What you should do
Return all of the entries, keeping every word and mark as it is.

Records for this exercise
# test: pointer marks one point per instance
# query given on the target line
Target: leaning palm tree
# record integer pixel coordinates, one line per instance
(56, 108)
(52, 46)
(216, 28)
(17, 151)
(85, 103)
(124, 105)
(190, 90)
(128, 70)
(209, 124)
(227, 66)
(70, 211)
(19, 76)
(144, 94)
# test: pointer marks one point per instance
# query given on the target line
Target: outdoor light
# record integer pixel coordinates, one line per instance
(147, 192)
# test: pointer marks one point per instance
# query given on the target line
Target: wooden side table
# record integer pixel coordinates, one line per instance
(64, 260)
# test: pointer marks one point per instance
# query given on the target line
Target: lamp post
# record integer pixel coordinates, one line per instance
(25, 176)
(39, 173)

Output for this task
# test: pointer marks one point per instance
# query given on the target line
Target: leaning palm tree
# record integer pixel coordinates, one line per instance
(56, 108)
(52, 46)
(216, 28)
(17, 151)
(85, 103)
(124, 105)
(190, 90)
(128, 70)
(209, 124)
(227, 66)
(70, 211)
(19, 76)
(144, 94)
# test: pointer marks one point per instance
# query given on the target line
Target: outdoor light
# record integer pixel coordinates, one line per instance
(147, 192)
# test: pointer marks one point per instance
# query given on the target line
Target: wooden side table
# record integer pixel coordinates, one line per instance
(64, 260)
# test: pointer marks one point per instance
# query given on the target line
Target: lamp post
# record integer pixel coordinates, one line per instance
(25, 176)
(39, 173)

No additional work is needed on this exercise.